▽

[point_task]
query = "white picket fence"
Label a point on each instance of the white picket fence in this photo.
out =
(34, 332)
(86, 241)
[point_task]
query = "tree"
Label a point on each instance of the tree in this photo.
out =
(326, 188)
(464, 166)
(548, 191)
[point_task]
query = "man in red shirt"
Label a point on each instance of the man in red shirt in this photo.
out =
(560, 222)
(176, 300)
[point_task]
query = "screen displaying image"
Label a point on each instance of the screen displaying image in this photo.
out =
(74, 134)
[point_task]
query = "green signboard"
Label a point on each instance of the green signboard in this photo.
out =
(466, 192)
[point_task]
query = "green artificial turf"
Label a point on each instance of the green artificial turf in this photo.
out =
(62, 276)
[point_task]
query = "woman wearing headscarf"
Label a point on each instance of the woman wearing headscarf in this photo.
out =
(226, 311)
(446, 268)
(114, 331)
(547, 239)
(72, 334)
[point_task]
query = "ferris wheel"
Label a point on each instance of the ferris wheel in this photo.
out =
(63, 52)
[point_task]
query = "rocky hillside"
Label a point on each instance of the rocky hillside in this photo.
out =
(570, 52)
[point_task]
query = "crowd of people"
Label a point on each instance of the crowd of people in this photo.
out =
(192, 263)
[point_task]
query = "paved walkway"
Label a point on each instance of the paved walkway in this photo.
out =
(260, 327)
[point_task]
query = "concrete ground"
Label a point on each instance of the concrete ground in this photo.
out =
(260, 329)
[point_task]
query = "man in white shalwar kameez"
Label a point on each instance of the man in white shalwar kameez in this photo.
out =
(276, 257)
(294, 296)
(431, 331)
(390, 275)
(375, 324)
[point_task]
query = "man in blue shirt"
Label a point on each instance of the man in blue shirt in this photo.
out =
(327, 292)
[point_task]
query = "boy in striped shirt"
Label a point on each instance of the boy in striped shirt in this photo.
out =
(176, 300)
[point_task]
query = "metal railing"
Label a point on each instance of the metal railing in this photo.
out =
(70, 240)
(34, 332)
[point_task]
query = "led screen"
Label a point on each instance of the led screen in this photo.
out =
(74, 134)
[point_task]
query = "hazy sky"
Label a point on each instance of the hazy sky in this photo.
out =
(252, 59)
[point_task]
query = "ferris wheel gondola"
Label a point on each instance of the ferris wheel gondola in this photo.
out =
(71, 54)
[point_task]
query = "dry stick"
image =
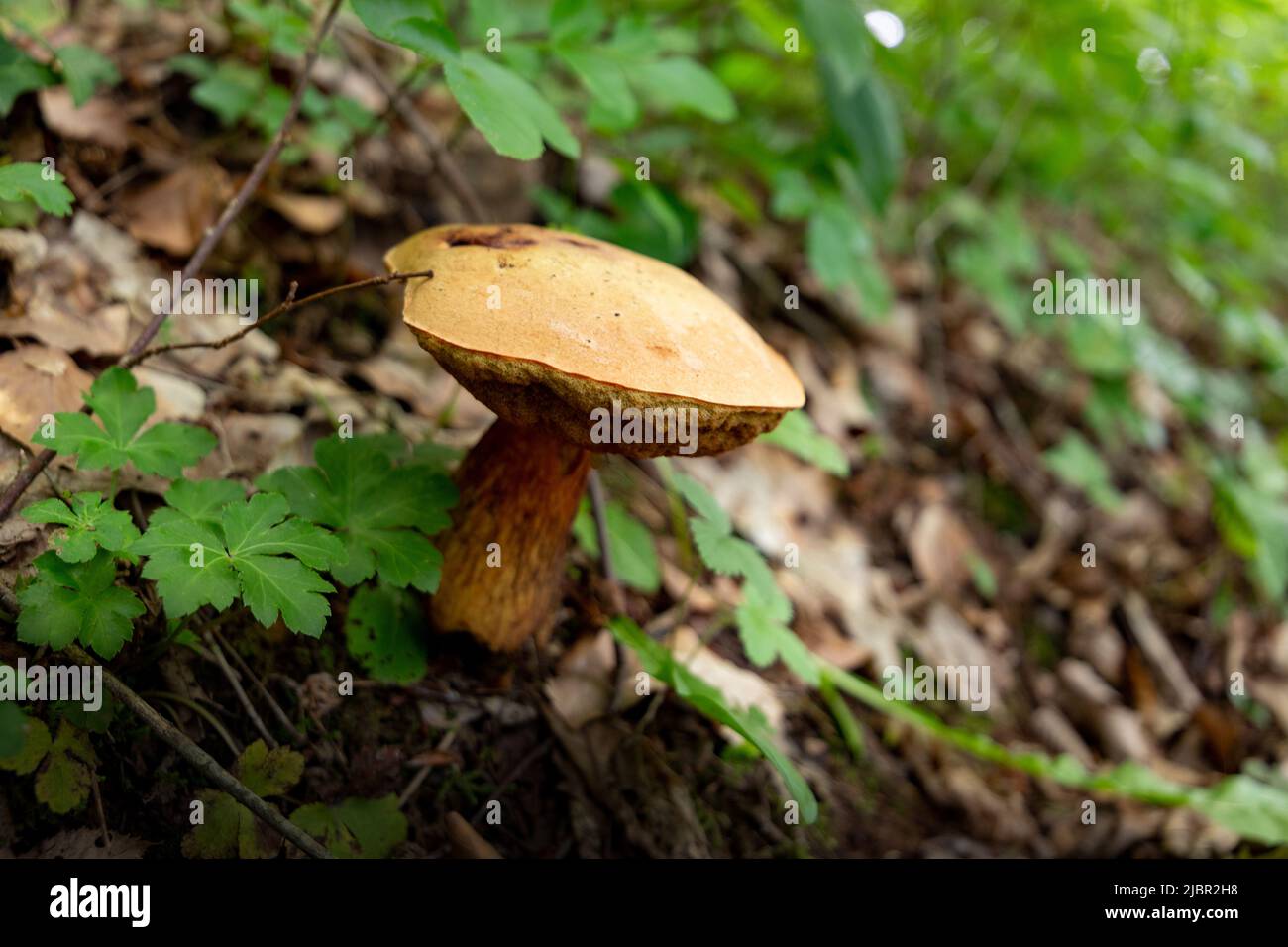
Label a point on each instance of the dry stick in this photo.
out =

△

**EXERCISE DESCRIPTION:**
Please return only the lines running from the line with "Label a point on each instance of the crowd" to the final line of the data, both included, exactly and without any pictures.

**ANSWER TO THE PROBLEM:**
Label a point on each instance of the crowd of people in this photo.
out =
(192, 263)
[point_task]
query = "paved walkway"
Label a point on each instance of the paved walkway in this photo.
out =
(260, 327)
[point_task]
query = "concrete ground"
Label a point on each instance of the concrete ground in this photo.
out =
(260, 329)
[point_task]
query = "man in white shalwar kameez"
Label a point on each instance of the man in white shalwar kameez in this photo.
out =
(276, 257)
(294, 296)
(431, 331)
(390, 275)
(375, 324)
[point_task]
query = "man in blue shirt"
Label a point on each instance of the man in blue shirt in this photo.
out =
(327, 292)
[point_task]
query = "boy in striped shirt"
Label a point on each instance of the boy in striped shirt in this photo.
out =
(176, 300)
[point_task]
query = "metal railing"
Label a point on each instance of the metal railing in this photo.
out =
(70, 240)
(34, 332)
[point_task]
query = "led screen"
Label a point on each instance of the led screen in this photo.
out =
(74, 134)
[point_task]
query = "hazy sky"
Label a point on each instance of the hazy sky in this photo.
out =
(252, 59)
[point_task]
query = "ferris wheel gondola"
Label a point on each instance of the ferris wheel gondola in this photo.
out =
(71, 54)
[point_task]
query = "dry stick"
image =
Label a point on each instance of the dry stick in this photo.
out =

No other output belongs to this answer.